◆ STATED PROBLEM A: Please render the records as a JSON list of strings, one string per line and blank lines left out, beginning at the first line of the records and stopping after the line that contains "269], [398, 254]]".
◆ STATED PROBLEM B: Carry the keyboard patent text forward from the point where it stops.

───── SELECTED TEXT ─────

|Publication number||US4795888 A|
|Application number||US 07/073,351|
|Publication date||3 Jan 1989|
|Filing date||13 Jul 1987|
|Priority date||29 Apr 1985|
|Also published as||EP0201259A2, EP0201259A3|
|Publication number||07073351, 073351, US 4795888 A, US 4795888A, US-A-4795888, US4795888 A, US4795888A|
|Inventors||Andrew R. Macfarlane|
|Original Assignee||A & K Macfarlane Pty. Ltd.|
|Export Citation||BiBTeX, EndNote, RefMan|
|Patent Citations (10), Non-Patent Citations (2), Referenced by (20), Classifications (14), Legal Events (2)|
|External Links: USPTO, USPTO Assignment, Espacenet|
This is a continuation of application Ser. No. 856,292, filed on Apr. 25, 1986, now abandoned.
This invention relates to keyboards such as for word processing terminals, and in particular to a means to vary the pressure required to depress the keys.
Keyboard operators are increasingly becoming susceptible to tenosynovitis and repetitive strain injuries. This condition is a result of a situation where the muscles of the forearm become over-worked at the same pressure for long intervals, causing muscle fatigue, mylin sheath irritation and blood stasis. Operators of all types of keyboards even telephone switchboards, are exposed to such a situation.
Apart from the overuse aspect there is also the stress problem caused by the continual impact to the fingers at the end of each keystroke as the key finds its stop position.
Lost time is experienced as operators need to have regular rest periods during typing, to relieve the muscle fatigue.
It is an object of the present invention to ameliorate the above-mentioned disadvantages.
It has been found that by varying the keystroke pressure required by the operator there is a varying contraction of the forearm muscles, hence reducing blood stasis and muscle fatigue. This is turn will reduce the need for rest periods.
In accordance with one broad aspect of the present invention there is provided a keyboard wherein variable pressure means are provided to vary the pressure necessary to successfully depress a key.

───── DATASET ─────

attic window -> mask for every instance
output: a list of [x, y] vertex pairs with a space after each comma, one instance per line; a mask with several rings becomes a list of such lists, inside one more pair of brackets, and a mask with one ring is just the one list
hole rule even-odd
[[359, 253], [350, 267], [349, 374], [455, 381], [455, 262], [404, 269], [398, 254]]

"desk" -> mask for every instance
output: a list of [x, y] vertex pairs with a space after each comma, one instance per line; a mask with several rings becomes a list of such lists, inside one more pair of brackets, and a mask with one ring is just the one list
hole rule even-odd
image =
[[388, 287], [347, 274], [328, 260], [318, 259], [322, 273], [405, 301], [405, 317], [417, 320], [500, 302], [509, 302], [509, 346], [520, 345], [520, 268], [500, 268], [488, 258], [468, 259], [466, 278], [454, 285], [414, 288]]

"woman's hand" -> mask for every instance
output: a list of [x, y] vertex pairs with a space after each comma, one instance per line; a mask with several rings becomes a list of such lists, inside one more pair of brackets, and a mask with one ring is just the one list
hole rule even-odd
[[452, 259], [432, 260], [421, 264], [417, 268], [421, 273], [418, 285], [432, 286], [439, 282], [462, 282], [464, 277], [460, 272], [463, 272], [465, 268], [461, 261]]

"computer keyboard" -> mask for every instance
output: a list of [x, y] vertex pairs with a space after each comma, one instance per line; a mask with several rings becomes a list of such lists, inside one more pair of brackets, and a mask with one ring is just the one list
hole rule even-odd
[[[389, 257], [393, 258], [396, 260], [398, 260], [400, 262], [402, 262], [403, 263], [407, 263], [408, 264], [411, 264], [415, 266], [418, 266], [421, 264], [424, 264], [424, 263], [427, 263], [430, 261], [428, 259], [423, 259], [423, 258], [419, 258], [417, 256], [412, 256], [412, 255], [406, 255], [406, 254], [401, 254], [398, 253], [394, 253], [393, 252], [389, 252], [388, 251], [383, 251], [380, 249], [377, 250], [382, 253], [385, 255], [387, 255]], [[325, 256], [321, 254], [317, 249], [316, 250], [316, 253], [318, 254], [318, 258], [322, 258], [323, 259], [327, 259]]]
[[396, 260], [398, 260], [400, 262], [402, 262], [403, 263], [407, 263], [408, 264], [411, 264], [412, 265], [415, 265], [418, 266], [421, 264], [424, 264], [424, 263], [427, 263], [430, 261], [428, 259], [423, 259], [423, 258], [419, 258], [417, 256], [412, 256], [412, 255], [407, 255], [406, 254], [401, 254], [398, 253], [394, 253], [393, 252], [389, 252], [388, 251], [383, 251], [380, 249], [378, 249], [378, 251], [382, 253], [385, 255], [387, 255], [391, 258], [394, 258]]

─────

◆ RESPONSE A:
[
  "attic window -> mask for every instance",
  "output: a list of [x, y] vertex pairs with a space after each comma, one instance per line; a mask with several rings becomes a list of such lists, inside one more pair of brackets, and a mask with one ring is just the one list",
  "hole rule even-odd",
  "[[359, 253], [350, 267], [349, 374], [455, 381], [455, 262], [404, 269], [398, 254]]"
]

◆ RESPONSE B:
In a further broad form there is provided a variable keystroke pressure apparatus comprising an inflatable means adapted to be disposed between at least some of the keys of a keyboard and the keyboard base in such a manner that the pressure inside said inflatable means can be varied to vary the pressure necessary to successfully depress a key.
Apart from providing exercise to the fingers the invention also provides a cushioning effect at the end of each keystroke to prevent the impact effect on the fingers.
One embodiment of the present invention will now be described, by way of example only, with reference to the accompanying drawings, in which:
FIG. 1 is a perspective view of the inflatable means fitted to a keyboard;
FIG. 2 is a plan view of the inflatable means of FIG. 1;
FIG. 3 is a view of Section 3--3 of FIG. 2 showing the bladder in a partially inflated disposition;
FIG. 4 is a similar view of FIG. 3 but showing the bladder in an evacuated disposition; and
FIG. 5 is a plan view of an alternative inflatable means to that shown in FIG. 2.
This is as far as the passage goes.